# [Stated exercise]
Find each line in the listing below that contains the string "front", matching case exactly, and copy those lines.

# [Data excerpts]
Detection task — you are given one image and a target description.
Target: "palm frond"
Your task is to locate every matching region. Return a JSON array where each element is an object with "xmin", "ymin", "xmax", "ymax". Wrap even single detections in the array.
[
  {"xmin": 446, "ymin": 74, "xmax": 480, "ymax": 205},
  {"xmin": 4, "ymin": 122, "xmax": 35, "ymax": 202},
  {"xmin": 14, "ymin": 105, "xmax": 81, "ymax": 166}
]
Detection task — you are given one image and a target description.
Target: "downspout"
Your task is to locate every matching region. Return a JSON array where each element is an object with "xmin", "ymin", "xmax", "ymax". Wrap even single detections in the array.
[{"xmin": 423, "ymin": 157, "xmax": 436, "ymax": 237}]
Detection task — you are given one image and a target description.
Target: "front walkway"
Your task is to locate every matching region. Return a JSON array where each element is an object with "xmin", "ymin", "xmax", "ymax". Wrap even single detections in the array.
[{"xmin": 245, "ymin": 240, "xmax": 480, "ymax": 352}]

...

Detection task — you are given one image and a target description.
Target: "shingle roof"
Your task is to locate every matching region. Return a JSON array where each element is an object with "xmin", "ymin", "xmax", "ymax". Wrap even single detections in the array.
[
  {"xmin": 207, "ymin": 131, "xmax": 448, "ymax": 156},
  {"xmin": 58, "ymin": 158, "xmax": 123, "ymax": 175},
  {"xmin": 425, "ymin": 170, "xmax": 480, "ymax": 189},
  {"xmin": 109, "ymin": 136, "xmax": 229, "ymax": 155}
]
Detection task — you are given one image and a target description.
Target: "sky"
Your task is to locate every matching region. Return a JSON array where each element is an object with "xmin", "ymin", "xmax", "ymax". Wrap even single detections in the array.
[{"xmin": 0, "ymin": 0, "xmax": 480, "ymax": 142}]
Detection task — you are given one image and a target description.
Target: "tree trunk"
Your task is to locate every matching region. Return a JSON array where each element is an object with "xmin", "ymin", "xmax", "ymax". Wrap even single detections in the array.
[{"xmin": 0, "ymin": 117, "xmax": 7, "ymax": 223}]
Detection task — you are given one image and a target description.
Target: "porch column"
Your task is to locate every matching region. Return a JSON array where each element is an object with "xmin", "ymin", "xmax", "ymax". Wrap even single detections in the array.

==

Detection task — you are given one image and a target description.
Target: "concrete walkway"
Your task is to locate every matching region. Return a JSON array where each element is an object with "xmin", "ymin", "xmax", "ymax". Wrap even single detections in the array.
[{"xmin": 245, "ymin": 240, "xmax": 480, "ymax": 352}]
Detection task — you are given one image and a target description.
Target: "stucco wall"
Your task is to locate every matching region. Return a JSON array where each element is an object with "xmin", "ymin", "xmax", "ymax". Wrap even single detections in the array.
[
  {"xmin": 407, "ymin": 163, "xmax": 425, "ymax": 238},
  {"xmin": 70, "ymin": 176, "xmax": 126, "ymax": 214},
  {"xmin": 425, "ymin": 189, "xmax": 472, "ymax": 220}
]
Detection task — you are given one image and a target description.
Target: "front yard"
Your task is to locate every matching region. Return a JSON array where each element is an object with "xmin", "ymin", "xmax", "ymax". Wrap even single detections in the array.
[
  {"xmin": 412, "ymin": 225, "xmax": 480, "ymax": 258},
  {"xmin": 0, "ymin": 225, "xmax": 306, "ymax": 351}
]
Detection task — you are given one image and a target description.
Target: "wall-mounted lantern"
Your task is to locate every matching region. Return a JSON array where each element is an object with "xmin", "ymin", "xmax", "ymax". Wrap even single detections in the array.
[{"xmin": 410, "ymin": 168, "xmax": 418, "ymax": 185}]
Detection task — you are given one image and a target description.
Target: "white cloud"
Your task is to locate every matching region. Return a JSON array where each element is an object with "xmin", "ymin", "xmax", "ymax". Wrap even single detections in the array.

# [Exercise output]
Target: "front walkway"
Target: "front yard"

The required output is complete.